__Source extract__.
+===+

W to E: cock and reel, shield, eagle, chalice, winged lion, purse, awl and hand, winged lion, animal with nimbus, boot or foot, 3 castles or dice boxes
LEGEND: lion’s whelps born dead, roused to life on third day by roar of their sire = a natural type of resurrection!
Atkinson’s History: slab (top cover) used at altar and “undisguised by the paint” which disfigures the two sides, shows the character of the material employed – a fine-grained bluish limestone marble. Of Scottish design and completion … trace of resemblance to French work, purse and glove (hand). Pursglove and not Cockerell ??
Sharp’s History of Hartlepool – p33: seal of R de Brus – a bird?
Recent report of Mr Armfield upon the church – Atkinson p 35: “bird found sculptured at S Helen’s Hartlepool”. do.p34. Figures of knights coincide with obits.
De Brus Cenotaph. (from red file)

+===+

__Information supplied__.

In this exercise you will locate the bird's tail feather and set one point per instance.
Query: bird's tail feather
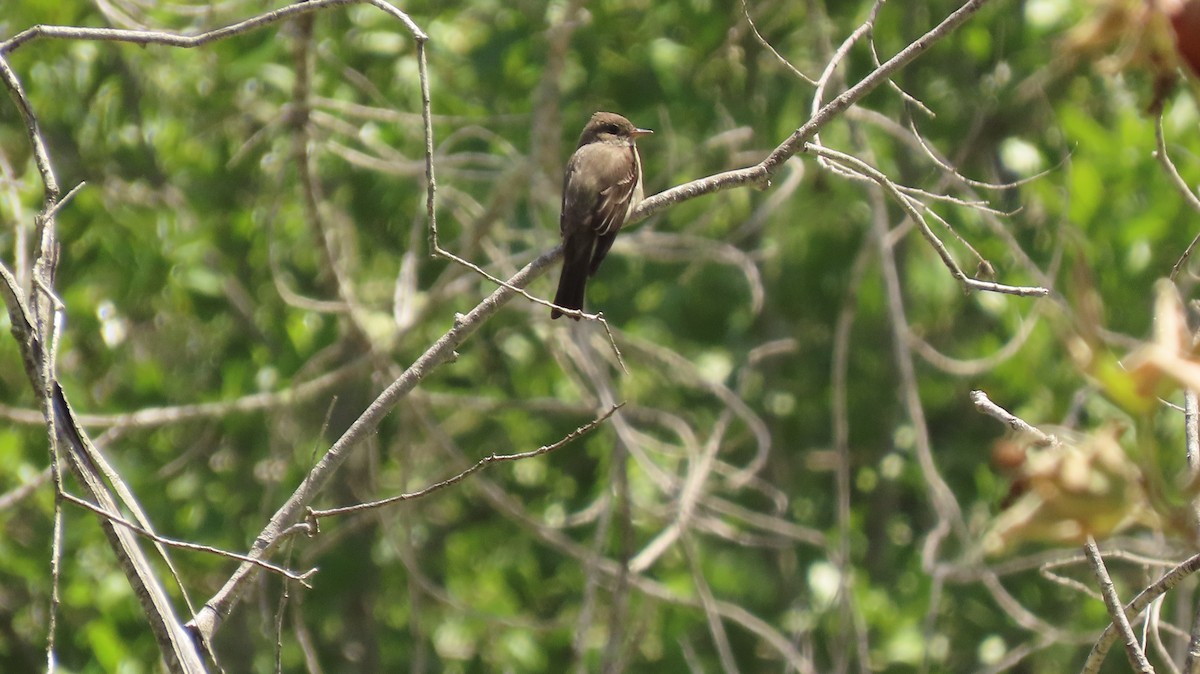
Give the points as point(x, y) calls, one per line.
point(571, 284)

+===+

__Problem 1__.
According to the De Brus Cenotaph notes, what material was used for the slab at the altar?
__Problem 2__.
From the De Brus Cenotaph notes, reproduce the passage starting with "Atkinson’s History: slab" and going on through "(from red file)".

__Written answer 1__.
A fine-grained bluish limestone marble.

__Written answer 2__.
Atkinson’s History: slab (top cover) used at altar and “undisguised by the paint” which disfigures the two sides, shows the character of the material employed – a fine-grained bluish limestone marble. Of Scottish design and completion … trace of resemblance to French work, purse and glove (hand). Pursglove and not Cockerell ??
Sharp’s History of Hartlepool – p33: seal of R de Brus – a bird?
Recent report of Mr Armfield upon the church – Atkinson p 35: “bird found sculptured at S Helen’s Hartlepool”. do.p34. Figures of knights coincide with obits.
De Brus Cenotaph. (from red file)